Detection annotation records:

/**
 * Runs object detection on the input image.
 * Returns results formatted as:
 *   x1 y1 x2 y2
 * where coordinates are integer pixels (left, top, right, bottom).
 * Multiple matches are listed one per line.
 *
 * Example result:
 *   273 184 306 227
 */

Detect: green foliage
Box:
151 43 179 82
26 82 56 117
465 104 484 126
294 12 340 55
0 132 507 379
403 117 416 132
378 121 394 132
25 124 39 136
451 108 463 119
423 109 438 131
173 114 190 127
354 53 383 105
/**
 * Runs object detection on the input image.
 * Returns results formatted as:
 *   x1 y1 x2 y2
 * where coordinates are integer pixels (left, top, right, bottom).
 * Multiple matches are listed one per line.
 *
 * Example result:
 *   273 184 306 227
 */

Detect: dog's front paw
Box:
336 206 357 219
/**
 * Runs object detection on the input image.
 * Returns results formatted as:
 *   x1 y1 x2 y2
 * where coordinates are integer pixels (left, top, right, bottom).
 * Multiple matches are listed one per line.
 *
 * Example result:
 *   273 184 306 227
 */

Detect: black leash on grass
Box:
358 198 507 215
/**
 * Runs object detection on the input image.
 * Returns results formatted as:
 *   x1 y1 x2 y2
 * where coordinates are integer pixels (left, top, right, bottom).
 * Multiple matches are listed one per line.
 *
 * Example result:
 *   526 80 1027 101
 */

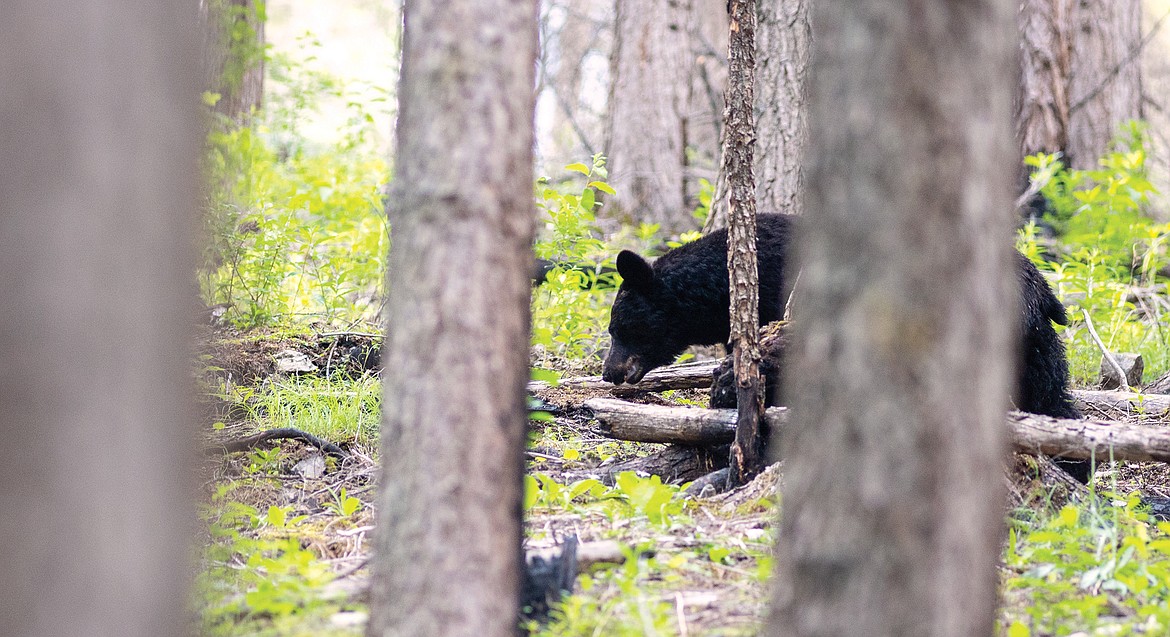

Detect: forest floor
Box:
200 330 1170 636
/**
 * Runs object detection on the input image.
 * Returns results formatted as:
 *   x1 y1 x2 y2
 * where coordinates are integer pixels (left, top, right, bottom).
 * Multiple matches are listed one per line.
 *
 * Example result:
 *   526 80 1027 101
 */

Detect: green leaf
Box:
1007 622 1032 637
589 181 618 194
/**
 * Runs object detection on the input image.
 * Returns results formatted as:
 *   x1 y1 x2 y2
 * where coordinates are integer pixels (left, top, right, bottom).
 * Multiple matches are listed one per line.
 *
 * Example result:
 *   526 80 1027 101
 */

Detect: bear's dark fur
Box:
603 214 1089 481
601 214 792 384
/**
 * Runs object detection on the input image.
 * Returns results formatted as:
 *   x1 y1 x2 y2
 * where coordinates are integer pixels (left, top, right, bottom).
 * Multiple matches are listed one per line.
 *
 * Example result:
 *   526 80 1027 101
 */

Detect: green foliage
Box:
1004 494 1170 635
199 34 390 327
195 487 339 635
325 487 362 518
524 471 686 527
222 376 381 447
1018 124 1170 385
532 155 617 369
528 547 676 637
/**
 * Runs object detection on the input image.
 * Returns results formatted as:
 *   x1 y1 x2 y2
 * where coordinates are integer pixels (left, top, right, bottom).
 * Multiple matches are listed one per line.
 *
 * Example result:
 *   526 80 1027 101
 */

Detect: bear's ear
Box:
618 249 654 290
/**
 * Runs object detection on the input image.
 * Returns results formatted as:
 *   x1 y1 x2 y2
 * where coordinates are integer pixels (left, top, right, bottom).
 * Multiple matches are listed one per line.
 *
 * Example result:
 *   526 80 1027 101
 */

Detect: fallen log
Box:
583 398 787 445
528 361 720 392
1073 390 1170 416
585 398 1170 463
564 444 730 486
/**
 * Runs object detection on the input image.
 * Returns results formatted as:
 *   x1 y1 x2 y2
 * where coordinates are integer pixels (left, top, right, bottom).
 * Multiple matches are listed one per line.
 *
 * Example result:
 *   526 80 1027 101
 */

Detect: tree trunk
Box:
1067 0 1142 169
756 0 812 214
0 0 200 637
607 0 695 234
199 0 266 124
1016 0 1076 161
722 0 764 486
703 0 812 233
367 0 537 637
768 0 1017 636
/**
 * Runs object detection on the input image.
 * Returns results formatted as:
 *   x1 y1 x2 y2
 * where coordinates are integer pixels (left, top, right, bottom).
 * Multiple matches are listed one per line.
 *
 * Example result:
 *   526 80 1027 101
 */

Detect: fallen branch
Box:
564 445 730 486
584 398 787 445
528 361 720 393
205 427 350 458
585 392 1170 463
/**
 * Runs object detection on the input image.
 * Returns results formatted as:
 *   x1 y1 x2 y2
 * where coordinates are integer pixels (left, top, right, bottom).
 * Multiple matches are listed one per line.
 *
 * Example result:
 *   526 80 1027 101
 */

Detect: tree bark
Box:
606 0 695 234
1016 0 1076 161
0 0 200 637
367 0 537 637
755 0 812 214
199 0 266 124
766 0 1017 636
1066 0 1142 169
722 0 764 486
703 0 812 233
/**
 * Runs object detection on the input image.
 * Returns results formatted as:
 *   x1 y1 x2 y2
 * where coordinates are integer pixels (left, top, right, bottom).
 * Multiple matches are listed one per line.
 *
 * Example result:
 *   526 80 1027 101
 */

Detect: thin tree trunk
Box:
756 0 812 214
199 0 266 123
1067 0 1142 169
607 0 694 233
766 0 1017 636
703 0 812 233
367 0 537 637
0 0 200 637
723 0 764 486
1016 0 1075 161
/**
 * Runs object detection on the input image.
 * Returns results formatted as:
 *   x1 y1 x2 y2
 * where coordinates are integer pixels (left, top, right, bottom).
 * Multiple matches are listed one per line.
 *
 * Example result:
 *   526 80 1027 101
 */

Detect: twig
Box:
1068 11 1170 114
1081 308 1129 391
205 427 350 458
784 268 804 323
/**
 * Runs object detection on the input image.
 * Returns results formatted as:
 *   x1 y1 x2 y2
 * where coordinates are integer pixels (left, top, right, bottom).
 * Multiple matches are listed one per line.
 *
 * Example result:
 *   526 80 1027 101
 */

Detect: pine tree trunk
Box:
199 0 264 123
766 0 1017 636
1016 0 1076 161
756 0 812 214
606 0 695 233
0 0 200 637
1067 0 1142 169
367 0 537 637
703 0 812 233
722 0 765 486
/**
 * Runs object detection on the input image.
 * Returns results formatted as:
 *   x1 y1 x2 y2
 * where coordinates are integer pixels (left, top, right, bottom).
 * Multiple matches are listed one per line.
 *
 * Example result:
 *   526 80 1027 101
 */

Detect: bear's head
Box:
601 249 688 384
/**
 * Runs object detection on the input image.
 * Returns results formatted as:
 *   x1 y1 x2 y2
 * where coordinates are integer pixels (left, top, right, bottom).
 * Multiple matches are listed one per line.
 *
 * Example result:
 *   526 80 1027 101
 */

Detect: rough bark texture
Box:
199 0 264 123
1067 0 1142 169
584 398 787 445
755 0 812 214
0 0 200 637
722 0 764 485
768 0 1017 636
367 0 537 637
606 0 694 233
703 0 812 234
1016 0 1076 161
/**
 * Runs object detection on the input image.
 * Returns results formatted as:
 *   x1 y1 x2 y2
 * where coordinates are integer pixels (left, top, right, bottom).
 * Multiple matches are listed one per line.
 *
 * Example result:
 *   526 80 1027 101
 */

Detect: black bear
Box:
601 214 1089 481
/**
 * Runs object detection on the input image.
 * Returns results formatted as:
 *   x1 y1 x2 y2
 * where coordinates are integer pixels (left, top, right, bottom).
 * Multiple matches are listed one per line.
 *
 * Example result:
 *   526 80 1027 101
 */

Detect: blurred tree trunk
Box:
1067 0 1142 169
0 0 200 637
766 0 1018 636
721 0 764 486
1016 0 1076 161
683 0 728 210
606 0 694 234
1016 0 1142 169
367 0 537 637
703 0 812 233
756 0 812 214
199 0 266 124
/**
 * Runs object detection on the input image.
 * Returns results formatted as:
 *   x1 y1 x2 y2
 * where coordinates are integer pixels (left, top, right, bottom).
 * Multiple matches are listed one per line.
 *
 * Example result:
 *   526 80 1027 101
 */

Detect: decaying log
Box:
564 442 735 486
1073 390 1170 416
585 392 1170 463
583 398 787 445
528 361 720 393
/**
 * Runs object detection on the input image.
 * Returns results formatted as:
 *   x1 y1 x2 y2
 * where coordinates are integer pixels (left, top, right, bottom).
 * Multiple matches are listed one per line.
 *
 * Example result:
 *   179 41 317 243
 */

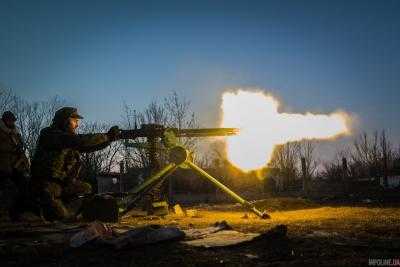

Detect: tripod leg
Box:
186 160 270 219
123 163 178 213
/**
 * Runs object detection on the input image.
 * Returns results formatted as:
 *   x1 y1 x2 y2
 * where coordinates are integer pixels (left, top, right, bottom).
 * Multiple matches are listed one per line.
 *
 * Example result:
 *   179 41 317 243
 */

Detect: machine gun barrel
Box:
120 124 239 139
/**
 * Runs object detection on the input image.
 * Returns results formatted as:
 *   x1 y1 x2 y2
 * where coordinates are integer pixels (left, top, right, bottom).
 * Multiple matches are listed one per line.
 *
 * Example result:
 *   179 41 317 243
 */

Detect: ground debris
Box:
98 225 185 249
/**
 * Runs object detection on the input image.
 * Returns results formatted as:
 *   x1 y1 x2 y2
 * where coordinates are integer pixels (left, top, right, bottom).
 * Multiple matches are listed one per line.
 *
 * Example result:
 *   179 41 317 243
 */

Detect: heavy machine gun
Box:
101 124 269 219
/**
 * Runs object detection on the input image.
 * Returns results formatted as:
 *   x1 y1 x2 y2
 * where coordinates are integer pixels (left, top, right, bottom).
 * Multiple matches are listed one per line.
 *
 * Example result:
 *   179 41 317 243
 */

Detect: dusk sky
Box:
0 0 400 144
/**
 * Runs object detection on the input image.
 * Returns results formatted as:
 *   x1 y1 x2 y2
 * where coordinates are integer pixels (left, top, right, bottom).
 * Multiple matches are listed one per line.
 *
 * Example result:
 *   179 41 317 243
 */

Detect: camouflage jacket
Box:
31 126 110 184
0 119 29 176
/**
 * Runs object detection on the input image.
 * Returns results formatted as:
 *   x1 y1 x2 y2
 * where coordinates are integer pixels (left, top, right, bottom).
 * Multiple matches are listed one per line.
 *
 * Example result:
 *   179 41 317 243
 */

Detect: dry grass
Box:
122 200 400 241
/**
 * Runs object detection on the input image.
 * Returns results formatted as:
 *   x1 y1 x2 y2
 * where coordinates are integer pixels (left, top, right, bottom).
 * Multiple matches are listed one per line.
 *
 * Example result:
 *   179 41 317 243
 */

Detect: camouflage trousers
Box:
37 181 92 221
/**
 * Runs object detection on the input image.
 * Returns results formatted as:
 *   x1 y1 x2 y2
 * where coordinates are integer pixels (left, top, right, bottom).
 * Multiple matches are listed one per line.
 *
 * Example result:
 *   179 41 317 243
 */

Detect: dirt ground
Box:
0 198 400 266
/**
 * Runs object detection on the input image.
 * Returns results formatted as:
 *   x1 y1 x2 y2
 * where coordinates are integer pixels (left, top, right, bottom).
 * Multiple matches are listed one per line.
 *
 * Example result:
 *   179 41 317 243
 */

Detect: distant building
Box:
379 176 400 188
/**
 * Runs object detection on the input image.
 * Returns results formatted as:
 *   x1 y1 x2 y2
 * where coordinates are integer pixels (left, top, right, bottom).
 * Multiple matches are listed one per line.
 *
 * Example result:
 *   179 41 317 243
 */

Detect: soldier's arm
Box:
40 133 110 152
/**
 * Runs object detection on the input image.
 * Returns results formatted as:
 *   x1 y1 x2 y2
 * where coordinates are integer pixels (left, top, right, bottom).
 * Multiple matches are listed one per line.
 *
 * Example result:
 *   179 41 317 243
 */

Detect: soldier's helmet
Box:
52 107 83 129
1 110 17 121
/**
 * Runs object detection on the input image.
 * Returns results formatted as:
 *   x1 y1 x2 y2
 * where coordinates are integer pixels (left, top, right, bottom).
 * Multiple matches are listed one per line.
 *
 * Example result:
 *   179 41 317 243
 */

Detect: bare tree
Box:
297 140 318 178
123 92 196 170
269 142 299 189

> _Set exercise_
Write out the lines above exactly as they appear, beginning with the very first line and continuing through the line containing "26 82 56 117", with both of those lines included.

> _Answer to the exercise_
/**
 * Runs object detection on the input image.
 * Returns results formatted as:
 *   x1 y1 x2 y2
 * where coordinates are integer pixels (left, top, right, bottom).
 * Multiple matches are listed one per line.
 *
 * Example result:
 *   273 184 306 227
 */

Detect: green foliage
Box:
151 43 179 82
26 82 56 117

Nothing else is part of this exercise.